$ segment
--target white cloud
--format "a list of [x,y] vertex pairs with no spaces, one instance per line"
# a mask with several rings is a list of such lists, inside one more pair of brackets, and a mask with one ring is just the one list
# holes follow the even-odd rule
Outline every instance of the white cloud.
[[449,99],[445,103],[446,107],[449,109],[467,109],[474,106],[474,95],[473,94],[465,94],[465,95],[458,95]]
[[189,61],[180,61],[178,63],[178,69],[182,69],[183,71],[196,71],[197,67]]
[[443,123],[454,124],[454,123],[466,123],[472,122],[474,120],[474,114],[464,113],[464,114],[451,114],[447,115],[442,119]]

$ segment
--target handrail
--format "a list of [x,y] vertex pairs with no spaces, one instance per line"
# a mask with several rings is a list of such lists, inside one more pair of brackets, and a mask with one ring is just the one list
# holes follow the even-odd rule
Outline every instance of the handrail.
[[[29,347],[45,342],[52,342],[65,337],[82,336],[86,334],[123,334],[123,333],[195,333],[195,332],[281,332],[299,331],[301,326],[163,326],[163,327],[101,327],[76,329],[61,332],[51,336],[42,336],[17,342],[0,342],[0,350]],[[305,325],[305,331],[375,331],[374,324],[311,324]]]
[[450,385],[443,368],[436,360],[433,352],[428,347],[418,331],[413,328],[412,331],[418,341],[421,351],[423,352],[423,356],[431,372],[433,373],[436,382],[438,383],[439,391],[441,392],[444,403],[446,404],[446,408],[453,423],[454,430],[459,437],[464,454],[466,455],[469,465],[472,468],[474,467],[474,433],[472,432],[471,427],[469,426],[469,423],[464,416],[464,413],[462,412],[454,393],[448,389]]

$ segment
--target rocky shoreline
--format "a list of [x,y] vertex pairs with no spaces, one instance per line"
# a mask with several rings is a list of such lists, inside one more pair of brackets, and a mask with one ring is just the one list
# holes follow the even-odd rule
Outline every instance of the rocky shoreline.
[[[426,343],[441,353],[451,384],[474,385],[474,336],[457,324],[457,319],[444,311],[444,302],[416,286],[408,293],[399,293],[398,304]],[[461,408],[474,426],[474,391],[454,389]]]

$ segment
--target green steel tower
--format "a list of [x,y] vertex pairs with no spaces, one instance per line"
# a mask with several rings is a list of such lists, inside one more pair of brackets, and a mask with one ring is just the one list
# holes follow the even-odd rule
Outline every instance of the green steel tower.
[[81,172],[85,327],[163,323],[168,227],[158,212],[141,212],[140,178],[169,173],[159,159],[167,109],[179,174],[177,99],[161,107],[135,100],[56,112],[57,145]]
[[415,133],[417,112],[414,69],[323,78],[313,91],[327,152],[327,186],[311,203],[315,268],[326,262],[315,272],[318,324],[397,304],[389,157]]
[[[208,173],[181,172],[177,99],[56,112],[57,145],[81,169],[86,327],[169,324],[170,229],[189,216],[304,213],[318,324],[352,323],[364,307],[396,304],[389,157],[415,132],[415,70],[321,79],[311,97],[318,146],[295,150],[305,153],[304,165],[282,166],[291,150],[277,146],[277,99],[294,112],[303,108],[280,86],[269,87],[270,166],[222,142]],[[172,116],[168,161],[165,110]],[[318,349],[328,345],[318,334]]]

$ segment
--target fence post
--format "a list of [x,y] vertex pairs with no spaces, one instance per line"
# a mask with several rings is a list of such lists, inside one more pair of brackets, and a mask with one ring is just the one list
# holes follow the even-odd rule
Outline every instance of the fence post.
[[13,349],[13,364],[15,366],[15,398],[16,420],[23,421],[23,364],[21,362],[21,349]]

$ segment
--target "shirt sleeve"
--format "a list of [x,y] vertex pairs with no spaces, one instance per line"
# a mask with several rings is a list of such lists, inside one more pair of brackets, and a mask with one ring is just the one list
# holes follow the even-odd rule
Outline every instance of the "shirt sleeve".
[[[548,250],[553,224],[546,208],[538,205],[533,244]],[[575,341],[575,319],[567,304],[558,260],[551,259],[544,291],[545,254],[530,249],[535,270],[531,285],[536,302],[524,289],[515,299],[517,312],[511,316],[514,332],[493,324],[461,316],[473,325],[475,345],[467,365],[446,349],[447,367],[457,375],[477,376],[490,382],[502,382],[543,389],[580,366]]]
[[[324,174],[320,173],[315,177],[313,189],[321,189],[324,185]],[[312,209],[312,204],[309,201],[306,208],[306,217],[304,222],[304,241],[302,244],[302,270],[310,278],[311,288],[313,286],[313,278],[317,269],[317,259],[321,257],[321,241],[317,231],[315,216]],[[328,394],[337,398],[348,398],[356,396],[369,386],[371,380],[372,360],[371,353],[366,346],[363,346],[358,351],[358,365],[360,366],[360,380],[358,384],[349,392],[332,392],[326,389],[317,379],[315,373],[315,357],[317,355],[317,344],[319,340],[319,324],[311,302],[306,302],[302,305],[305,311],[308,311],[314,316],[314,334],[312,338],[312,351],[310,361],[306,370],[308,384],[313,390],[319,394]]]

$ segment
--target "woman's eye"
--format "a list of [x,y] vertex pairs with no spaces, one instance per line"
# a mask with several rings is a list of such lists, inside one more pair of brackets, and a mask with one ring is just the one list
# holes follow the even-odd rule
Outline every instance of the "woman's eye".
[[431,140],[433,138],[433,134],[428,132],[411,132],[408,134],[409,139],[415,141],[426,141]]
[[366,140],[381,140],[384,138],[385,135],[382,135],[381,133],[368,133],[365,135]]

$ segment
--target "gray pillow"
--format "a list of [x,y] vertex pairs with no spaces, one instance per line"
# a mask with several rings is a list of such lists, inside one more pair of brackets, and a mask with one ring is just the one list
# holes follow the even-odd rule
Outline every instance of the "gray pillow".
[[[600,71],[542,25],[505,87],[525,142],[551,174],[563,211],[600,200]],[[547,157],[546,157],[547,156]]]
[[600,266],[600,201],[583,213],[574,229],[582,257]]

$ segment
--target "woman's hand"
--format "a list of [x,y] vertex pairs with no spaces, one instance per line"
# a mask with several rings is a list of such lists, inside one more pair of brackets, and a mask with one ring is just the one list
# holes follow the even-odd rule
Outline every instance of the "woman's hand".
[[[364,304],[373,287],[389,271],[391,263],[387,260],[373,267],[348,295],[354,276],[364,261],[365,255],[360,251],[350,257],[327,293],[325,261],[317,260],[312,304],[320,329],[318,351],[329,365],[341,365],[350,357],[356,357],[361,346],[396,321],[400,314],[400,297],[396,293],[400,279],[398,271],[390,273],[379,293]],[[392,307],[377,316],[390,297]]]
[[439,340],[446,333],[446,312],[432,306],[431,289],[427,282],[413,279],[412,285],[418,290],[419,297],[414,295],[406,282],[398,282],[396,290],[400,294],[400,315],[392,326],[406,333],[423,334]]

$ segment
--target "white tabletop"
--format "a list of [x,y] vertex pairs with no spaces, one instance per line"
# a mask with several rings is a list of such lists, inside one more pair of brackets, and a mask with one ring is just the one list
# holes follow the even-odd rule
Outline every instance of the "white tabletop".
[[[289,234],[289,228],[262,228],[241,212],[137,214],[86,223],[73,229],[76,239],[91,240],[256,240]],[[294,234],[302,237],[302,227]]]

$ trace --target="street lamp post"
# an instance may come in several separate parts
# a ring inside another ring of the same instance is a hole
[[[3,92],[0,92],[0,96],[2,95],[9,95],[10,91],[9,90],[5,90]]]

^^^^^^^^^^^^^^^^

Write the listing out again so that nothing in it differs from the original.

$ segment
--target white cloud
--format "a list of [x,y] vertex pairs with no spaces, one instance per line"
# a mask with several rings is a list of such lists, inside one more pair of brackets, and a mask with one ring is just the one list
# holes follow the even-odd rule
Outline every instance of the white cloud.
[[449,99],[445,103],[446,107],[449,109],[467,109],[474,106],[474,95],[473,94],[465,94],[465,95],[458,95]]
[[189,61],[180,61],[178,63],[178,69],[182,69],[183,71],[196,71],[197,67]]
[[443,123],[454,124],[454,123],[466,123],[472,122],[474,120],[474,114],[464,113],[464,114],[451,114],[447,115],[442,119]]

$ segment
--target handrail
--format "a list of [x,y] vertex pairs with no spaces, one instance per line"
# a mask with several rings is a list of such lists, inside one more pair of brackets, and a mask with one ring is just the one list
# holes follow the even-odd rule
Outline every instance of the handrail.
[[[29,347],[45,342],[52,342],[65,337],[82,336],[86,334],[123,334],[123,333],[195,333],[195,332],[281,332],[299,331],[301,326],[163,326],[163,327],[101,327],[76,329],[61,332],[51,336],[42,336],[17,342],[0,342],[0,350]],[[305,325],[305,331],[375,331],[374,324],[311,324]]]
[[450,385],[443,368],[436,360],[433,352],[428,347],[418,331],[413,328],[412,331],[418,341],[421,351],[423,352],[423,356],[431,372],[433,373],[436,382],[438,383],[439,391],[441,392],[444,403],[446,404],[446,408],[453,423],[454,430],[459,437],[464,454],[466,455],[469,465],[472,468],[474,467],[474,433],[472,432],[471,427],[469,426],[469,423],[464,416],[464,413],[462,412],[454,393],[448,389]]

$ segment
--target rocky shoreline
--format "a list of [x,y] vertex pairs with no spaces, one instance per line"
# a mask with several rings is a list of such lists, inside one more pair of brackets, and a mask with one ring is just the one list
# holes follow the even-odd rule
Outline every instance of the rocky shoreline.
[[[426,343],[441,353],[451,384],[474,385],[474,336],[457,324],[457,319],[444,311],[444,302],[416,286],[408,293],[399,293],[398,304]],[[461,408],[474,426],[474,391],[454,389]]]

$ segment
--target green steel tower
--format "a list of [x,y] vertex pairs with no spaces, one instance per line"
# a mask with several rings is a list of such lists, inside one more pair of brackets, and a mask with one ring is just the one list
# holes follow the even-odd rule
Outline every instance of the green steel tower.
[[81,172],[85,327],[163,323],[168,227],[158,212],[141,212],[140,178],[169,173],[159,159],[167,109],[179,174],[177,99],[161,107],[135,100],[56,112],[57,145]]
[[415,133],[417,112],[414,69],[323,78],[313,91],[327,152],[327,186],[311,203],[315,268],[326,262],[315,272],[318,324],[397,304],[389,157]]
[[[208,173],[181,172],[177,99],[56,112],[57,145],[81,169],[86,327],[169,324],[170,229],[189,216],[304,213],[318,324],[352,323],[364,307],[396,304],[389,157],[415,132],[415,70],[321,79],[311,97],[318,146],[295,150],[305,153],[304,165],[282,166],[291,150],[277,146],[277,99],[294,112],[303,108],[280,86],[269,87],[270,166],[222,142]],[[172,116],[168,161],[165,110]],[[318,349],[328,345],[318,334]]]

$ segment
--target fence post
--format "a list of [x,y] vertex pairs with no spaces, one instance per line"
# a mask with several rings is a list of such lists, inside one more pair of brackets, and a mask with one ring is just the one list
# holes follow the even-odd rule
Outline every instance of the fence post.
[[13,349],[13,364],[15,366],[15,398],[16,420],[23,421],[23,364],[21,362],[21,349]]

$ segment
--target "shirt sleeve"
--format "a list of [x,y] vertex pairs with no spaces, one instance per line"
# a mask with several rings is a list of such lists, inside one more pair of brackets, and a mask with one ring is just the one list
# holes follow the even-odd rule
Outline every instance of the "shirt sleeve".
[[[548,250],[553,224],[546,208],[538,205],[533,244]],[[575,341],[575,319],[567,304],[558,260],[551,259],[544,291],[545,254],[530,249],[535,270],[531,285],[536,302],[524,289],[515,299],[517,312],[511,316],[514,332],[493,324],[461,316],[473,325],[475,345],[467,365],[446,349],[447,367],[457,375],[477,376],[490,382],[502,382],[543,389],[580,366]]]
[[[324,174],[320,173],[315,177],[313,189],[321,189],[324,185]],[[312,209],[312,204],[309,201],[306,208],[306,217],[304,222],[304,241],[302,244],[302,270],[310,278],[311,288],[313,286],[313,278],[317,269],[317,259],[321,257],[321,241],[317,231],[315,216]],[[328,394],[337,398],[348,398],[356,396],[369,386],[371,380],[372,360],[371,353],[366,346],[363,346],[358,351],[358,365],[360,366],[360,380],[358,384],[349,392],[332,392],[326,389],[317,379],[315,373],[315,357],[317,355],[317,344],[319,340],[319,324],[311,302],[306,302],[302,305],[305,311],[308,311],[314,316],[314,334],[312,338],[312,351],[310,361],[306,370],[308,384],[313,390],[319,394]]]

$ segment
--target "woman's eye"
--format "a list of [x,y] vertex pairs with no spaces, one instance per line"
# a mask with several rings is a list of such lists, inside one more pair of brackets, and a mask with one ring is just the one list
# holes follow the even-odd rule
Outline every instance of the "woman's eye".
[[431,140],[433,138],[433,134],[428,132],[411,132],[408,134],[409,139],[415,141],[426,141]]
[[366,140],[381,140],[384,138],[385,135],[382,135],[381,133],[368,133],[365,135]]

$ segment
--target "gray pillow"
--format "a list of [x,y] vertex pairs with no spaces, one instance per line"
# a mask with several rings is a list of such lists, inside one more pair of brackets, and a mask with one ring is just the one list
# holes follow the even-odd rule
Outline every instance of the "gray pillow".
[[[600,71],[542,25],[505,87],[525,142],[551,174],[563,211],[600,200]],[[547,157],[546,157],[547,156]]]
[[600,266],[600,201],[583,213],[574,229],[582,257]]

$ segment
--target "woman's hand"
--format "a list of [x,y] vertex pairs with no spaces, one instance per line"
# a mask with several rings is a list of such lists, inside one more pair of brackets, and a mask with one ring is just the one list
# holes follow the even-odd rule
Outline every instance of the "woman's hand".
[[[364,304],[373,287],[389,271],[391,263],[387,260],[373,267],[348,295],[354,276],[364,261],[365,255],[360,251],[350,257],[327,293],[325,261],[317,260],[312,304],[320,329],[318,351],[329,365],[341,365],[350,357],[356,357],[361,346],[396,321],[400,314],[400,297],[396,293],[400,279],[398,271],[390,273],[379,293]],[[392,307],[377,316],[390,297]]]
[[439,340],[446,333],[446,312],[432,306],[431,289],[427,282],[413,279],[412,285],[418,290],[419,297],[414,295],[406,282],[398,282],[396,290],[400,294],[400,315],[392,326],[406,333],[423,334]]

$ segment
--target "white tabletop"
--format "a list of [x,y] vertex pairs with no spaces, one instance per line"
# a mask with several rings is a list of such lists, inside one more pair of brackets, and a mask with one ring is just the one list
# holes follow the even-odd rule
Outline every instance of the "white tabletop".
[[[289,234],[289,228],[262,228],[241,212],[137,214],[86,223],[73,229],[76,239],[91,240],[256,240]],[[294,234],[302,237],[302,227]]]

$ trace --target="street lamp post"
# an instance may come in several separate parts
# a ring inside another ring of the same instance is a hole
[[[3,92],[0,92],[0,96],[2,95],[9,95],[10,91],[9,90],[5,90]]]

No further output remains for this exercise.